→ **Excerpted text**:
╭──
S’East governors’ quest for collaboration
Governors from the South-East zone of the country have unveiled a number of initiatives aimed at addressing some critical challenges facing the zone. JUDE OSSAI examines the initiatives against the background of the people’s expectations.
THE idea behind the formation of the South-East Governors Forum (SGF) in 1999 was to reposition the Igbo land in all fronts through a multifaceted agenda on integration. According to the initiators, it was by achieving the lofty goal that the Igbo could fully derive maximum benefit from the mainstream politics at the national level. It is no surprise that since the inception of the platform, Enugu, the administrative headquarters of the defunct Eastern Region, remains central in galvanising all the five states in the zone. The governors do not allow political affiliations to constitute a cog in the wheel of progress, as they demonstrate unanimity of purpose on national issues when the need arises.
╰──
→ **Source excerpt**:
╭──
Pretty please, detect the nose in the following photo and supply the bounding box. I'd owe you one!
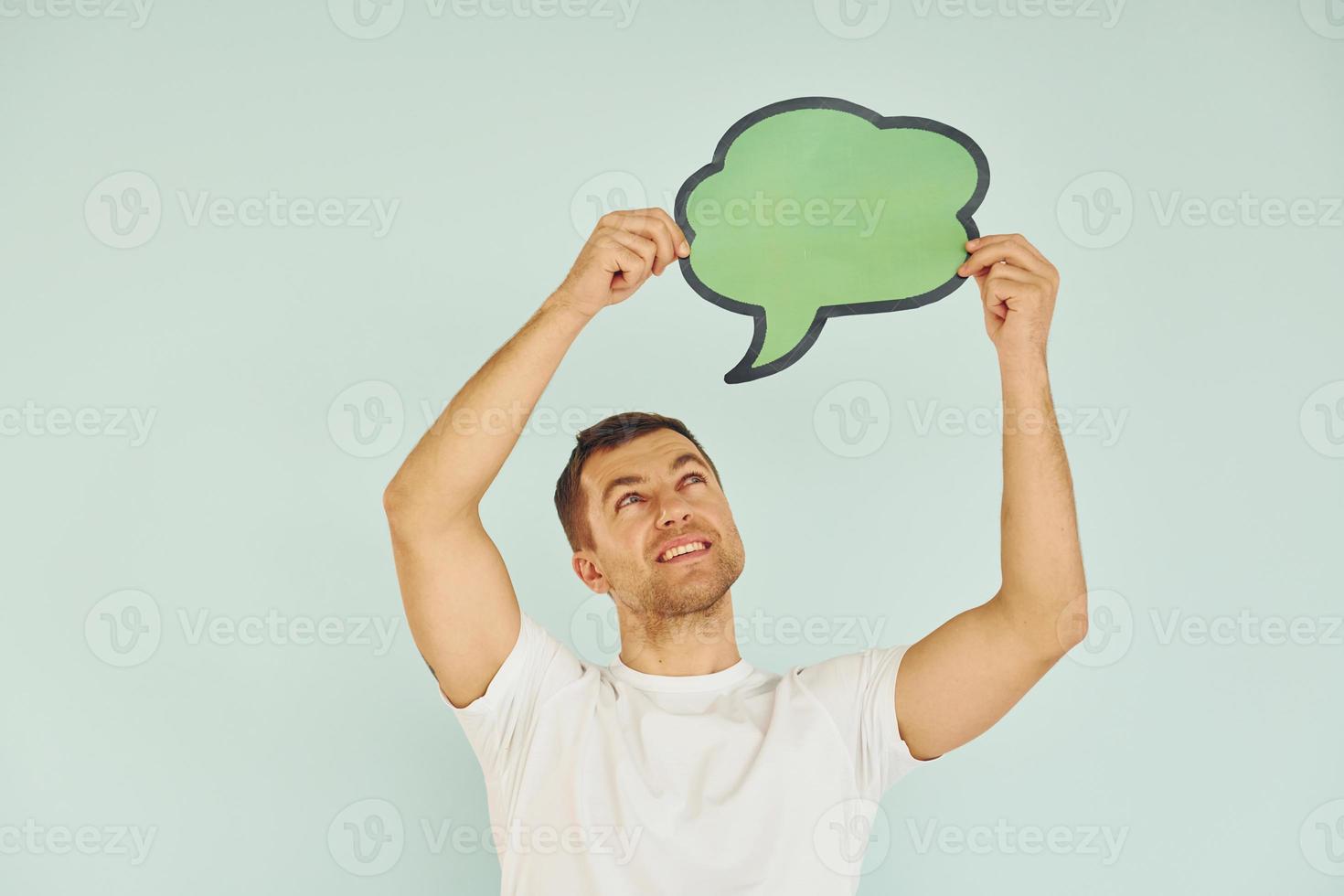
╰──
→ **Brief 1**:
Answer these questions using the South-East governors article:
(a) In what year was the South-East Governors Forum formed?
(b) Which city does the article call the administrative headquarters of the defunct Eastern Region?
(c) How many states make up the zone?
→ **Brief 2**: In the South-East governors article, rewrite the passage from "THE idea behind" up to and including "the need arises.", changing "defunct" to "former".

→ **Problem solution 1**:
(a) 1999
(b) Enugu
(c) Five

→ **Problem solution 2**:
THE idea behind the formation of the South-East Governors Forum (SGF) in 1999 was to reposition the Igbo land in all fronts through a multifaceted agenda on integration. According to the initiators, it was by achieving the lofty goal that the Igbo could fully derive maximum benefit from the mainstream politics at the national level. It is no surprise that since the inception of the platform, Enugu, the administrative headquarters of the former Eastern Region, remains central in galvanising all the five states in the zone. The governors do not allow political affiliations to constitute a cog in the wheel of progress, as they demonstrate unanimity of purpose on national issues when the need arises.